### Document excerpt
But trying to develop a “mindfulness habit” alone is not enough to help most people reverse an undesirable habit. What is the desired character outcome you want from a new habit? How will that desired outcome fulfill the perceived pleasure you think you want from the undesired habit?

Get curious. Buried within your response might be a fruitful discovery of how you can get your wants met with a more productive and delightful habit first thing in the morning. Maybe rather than checking your texts to feel connected and “get rolling” for the day you discover that taking a walk first thing in the morning invigorates you, helps you feel connected to your surroundings, and lets you reflect upon your dream endeavor without distraction.

Instead of attempting to regulate our actions and restrict our indulgences, we can mindfully focus on the rewards we desire – vitality, lucidity, genuine connection, a sense of accomplishment – and find other, beneficial behaviors that give us a deeper reward. In other words, for some kinds of desired habits to last, focus on enriching your life, not depriving yourself.

Focus on Reward, Not Routine

Be careful, though. You can’t simply remove a bad habit without some risk. Build up a positive habit – a new healthier foundation – first. Then you can begin to reverse the old habits that no longer serve you.

Next time you feel the urge to indulge in a bad habit, pause to consider what may have triggered your habitual response. According to Charles Duhigg, author of The Power of Habit, our triggers fall into five categories: a place, time of day, particular people, specific emotions, or rituals. Notice what time of day you start craving cookies, or who triggers your anxiety-induced, self-soothing behavior. Then consider why you crave that comfort. Is it the sugar rush? Boredom? The opportunity to walk to the cafeteria and socialize with colleagues? Experiment with other, healthier ways to achieve the same end and see what relieves your unhealthy impulse to sugar binge or self soothe. By learning to identify our triggers and the rewards we’re seeking, we can replace our negative habits with positive ones that better fulfill our goal.

### Provided information
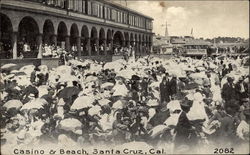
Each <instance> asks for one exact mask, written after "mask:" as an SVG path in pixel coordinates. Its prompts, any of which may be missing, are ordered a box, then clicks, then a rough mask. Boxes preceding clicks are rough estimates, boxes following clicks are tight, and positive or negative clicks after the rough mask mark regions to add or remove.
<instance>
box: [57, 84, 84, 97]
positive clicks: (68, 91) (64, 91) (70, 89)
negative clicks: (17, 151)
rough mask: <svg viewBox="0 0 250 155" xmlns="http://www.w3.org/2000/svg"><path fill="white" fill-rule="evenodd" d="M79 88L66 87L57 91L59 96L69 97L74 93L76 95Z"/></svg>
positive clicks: (71, 96)
mask: <svg viewBox="0 0 250 155" xmlns="http://www.w3.org/2000/svg"><path fill="white" fill-rule="evenodd" d="M79 92H80V90H79V89H78V88H77V87H66V88H64V89H62V90H61V91H59V92H58V93H57V96H58V97H59V98H70V97H72V96H74V95H78V94H79Z"/></svg>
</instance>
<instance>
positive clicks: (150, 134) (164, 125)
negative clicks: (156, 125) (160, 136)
mask: <svg viewBox="0 0 250 155" xmlns="http://www.w3.org/2000/svg"><path fill="white" fill-rule="evenodd" d="M167 129H168V126H166V125H162V124H161V125H157V126H156V127H154V128H153V129H151V130H150V131H149V135H150V137H152V138H155V137H157V136H159V135H160V134H162V133H164V132H165V131H166V130H167Z"/></svg>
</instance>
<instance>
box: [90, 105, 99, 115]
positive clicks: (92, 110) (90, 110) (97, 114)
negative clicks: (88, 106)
mask: <svg viewBox="0 0 250 155" xmlns="http://www.w3.org/2000/svg"><path fill="white" fill-rule="evenodd" d="M101 110H102V109H101V107H100V106H98V105H96V106H94V107H91V108H90V109H89V111H88V114H89V115H90V116H93V115H98V114H100V111H101Z"/></svg>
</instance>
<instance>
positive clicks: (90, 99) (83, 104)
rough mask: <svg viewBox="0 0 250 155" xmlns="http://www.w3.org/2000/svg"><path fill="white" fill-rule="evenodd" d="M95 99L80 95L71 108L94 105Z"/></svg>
mask: <svg viewBox="0 0 250 155" xmlns="http://www.w3.org/2000/svg"><path fill="white" fill-rule="evenodd" d="M94 101H95V99H94V98H93V97H91V96H80V97H78V98H77V99H76V100H75V101H74V103H73V104H72V106H71V109H72V110H73V109H76V110H78V109H83V108H88V107H92V106H93V104H92V103H94Z"/></svg>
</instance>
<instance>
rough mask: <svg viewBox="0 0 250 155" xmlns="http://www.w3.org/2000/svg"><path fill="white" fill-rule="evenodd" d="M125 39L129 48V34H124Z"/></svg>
mask: <svg viewBox="0 0 250 155" xmlns="http://www.w3.org/2000/svg"><path fill="white" fill-rule="evenodd" d="M124 38H125V45H126V46H127V47H128V46H129V45H130V43H129V33H128V32H124Z"/></svg>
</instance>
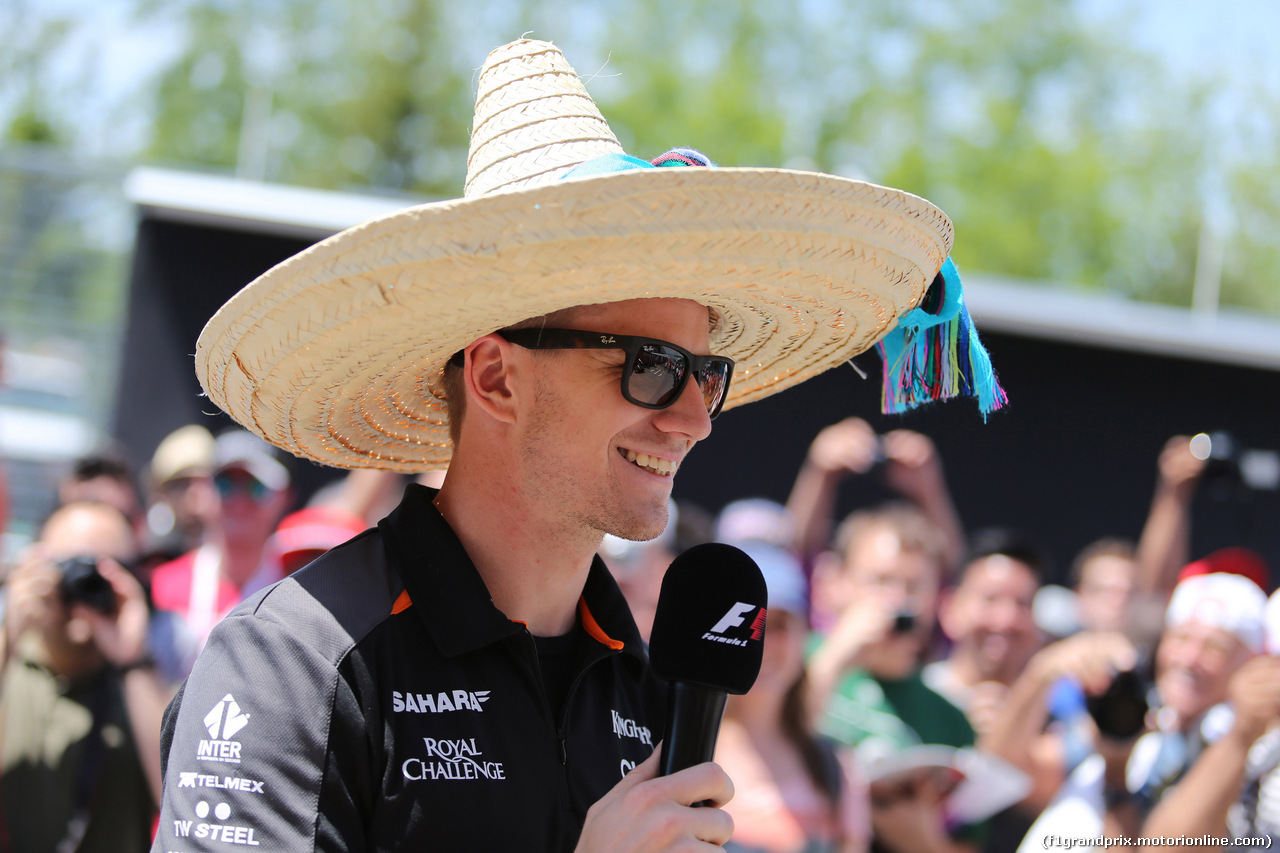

### Work instruction 1
Name the five categories of triggers that the passage on habits attributes to Charles Duhigg.
### Work instruction 2
In the passage on habits, repeat the words from "Focus on Reward, Not" up to and including "longer serve you.".

### Expected output 1
- a place
- time of day
- particular people
- specific emotions
- rituals

### Expected output 2
Focus on Reward, Not Routine

Be careful, though. You can’t simply remove a bad habit without some risk. Build up a positive habit – a new healthier foundation – first. Then you can begin to reverse the old habits that no longer serve you.